* Written task: Pull out every line of the records that contains the word "query", copying each one as it stands. Case counts.

* Provided records:
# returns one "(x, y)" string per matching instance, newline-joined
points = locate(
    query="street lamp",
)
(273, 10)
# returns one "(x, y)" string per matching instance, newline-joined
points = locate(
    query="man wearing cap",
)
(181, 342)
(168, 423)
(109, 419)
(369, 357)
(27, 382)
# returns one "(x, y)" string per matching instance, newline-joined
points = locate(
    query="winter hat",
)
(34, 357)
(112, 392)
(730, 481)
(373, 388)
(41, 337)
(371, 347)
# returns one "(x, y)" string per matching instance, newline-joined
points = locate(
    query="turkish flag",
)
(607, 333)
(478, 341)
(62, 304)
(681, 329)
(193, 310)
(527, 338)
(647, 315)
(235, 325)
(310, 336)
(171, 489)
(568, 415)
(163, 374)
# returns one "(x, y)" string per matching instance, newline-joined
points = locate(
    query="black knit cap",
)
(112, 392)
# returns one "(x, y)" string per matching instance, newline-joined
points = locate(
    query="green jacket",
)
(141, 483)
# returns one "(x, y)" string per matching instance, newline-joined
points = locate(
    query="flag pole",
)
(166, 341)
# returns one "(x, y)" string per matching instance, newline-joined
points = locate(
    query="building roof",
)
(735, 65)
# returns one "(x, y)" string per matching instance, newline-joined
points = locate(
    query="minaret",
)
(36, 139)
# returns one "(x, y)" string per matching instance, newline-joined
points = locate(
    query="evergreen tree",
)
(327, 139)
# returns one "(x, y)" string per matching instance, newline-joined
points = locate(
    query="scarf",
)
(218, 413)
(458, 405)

* Solved exercise:
    query="street lamp",
    query="man wearing cap",
    query="winter hat",
    query="turkish flag",
    query="black knit cap",
    query="green jacket",
    query="flag pole",
    query="building roof",
    query="minaret",
    query="evergreen tree",
    query="scarf",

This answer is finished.